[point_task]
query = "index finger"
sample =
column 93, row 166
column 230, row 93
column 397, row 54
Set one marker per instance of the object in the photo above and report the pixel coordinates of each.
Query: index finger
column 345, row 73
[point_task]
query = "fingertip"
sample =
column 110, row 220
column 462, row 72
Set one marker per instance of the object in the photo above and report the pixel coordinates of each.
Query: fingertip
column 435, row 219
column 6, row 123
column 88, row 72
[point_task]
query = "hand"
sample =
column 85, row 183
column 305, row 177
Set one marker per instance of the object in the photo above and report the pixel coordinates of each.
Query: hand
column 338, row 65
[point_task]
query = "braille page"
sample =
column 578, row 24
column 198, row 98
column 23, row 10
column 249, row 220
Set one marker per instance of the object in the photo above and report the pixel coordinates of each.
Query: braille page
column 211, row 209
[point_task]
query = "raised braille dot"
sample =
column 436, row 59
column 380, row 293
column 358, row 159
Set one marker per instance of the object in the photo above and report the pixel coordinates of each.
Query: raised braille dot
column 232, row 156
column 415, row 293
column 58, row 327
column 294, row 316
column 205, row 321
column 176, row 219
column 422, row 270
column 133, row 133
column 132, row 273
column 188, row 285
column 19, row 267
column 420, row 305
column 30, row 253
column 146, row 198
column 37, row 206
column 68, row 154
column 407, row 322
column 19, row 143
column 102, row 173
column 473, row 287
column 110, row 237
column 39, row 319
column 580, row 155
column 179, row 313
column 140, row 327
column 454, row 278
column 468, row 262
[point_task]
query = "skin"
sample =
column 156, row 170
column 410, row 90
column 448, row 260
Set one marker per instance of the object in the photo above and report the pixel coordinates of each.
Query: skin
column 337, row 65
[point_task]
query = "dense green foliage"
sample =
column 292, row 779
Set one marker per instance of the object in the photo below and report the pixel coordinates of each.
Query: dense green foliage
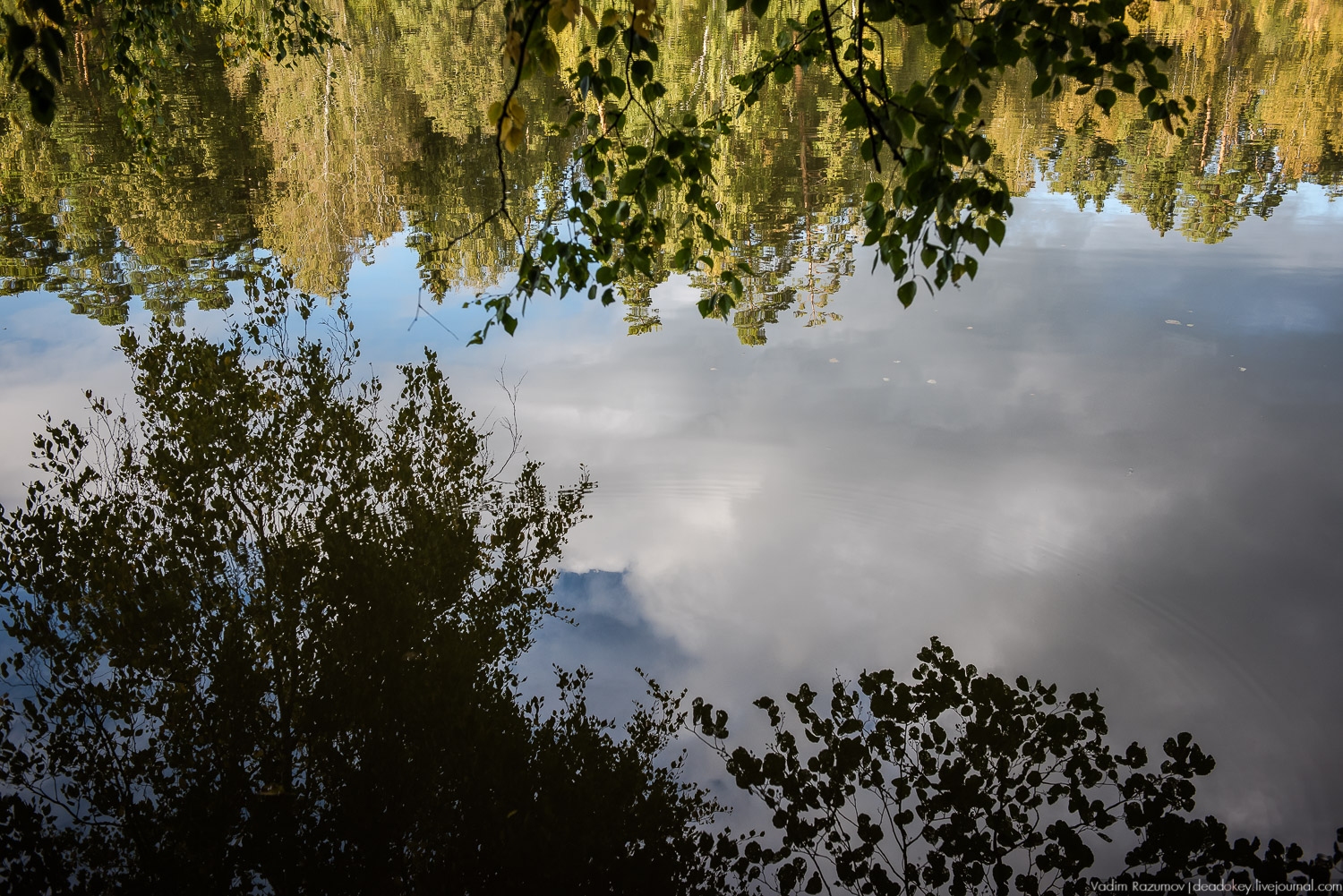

### [Task goal]
Convert the entries, from the first line through the line containing "column 88, row 72", into a JSON list of strings with one string per line, omitting blank lines.

### [Correct answer]
[
  "[point_task]",
  "query = \"index finger\"",
  "sample =",
  "column 93, row 166",
  "column 230, row 93",
  "column 397, row 54",
  "Set one marker per instance of the object in the photo above and report the pixel coordinates of each.",
  "Query: index finger",
  "column 345, row 73",
  "[point_task]",
  "query = \"fingertip\"",
  "sample =",
  "column 110, row 220",
  "column 462, row 72",
  "Set one marker per instance of the object in the photo above and report the pixel coordinates of each.",
  "Query: fingertip",
  "column 435, row 219",
  "column 6, row 123",
  "column 88, row 72"
]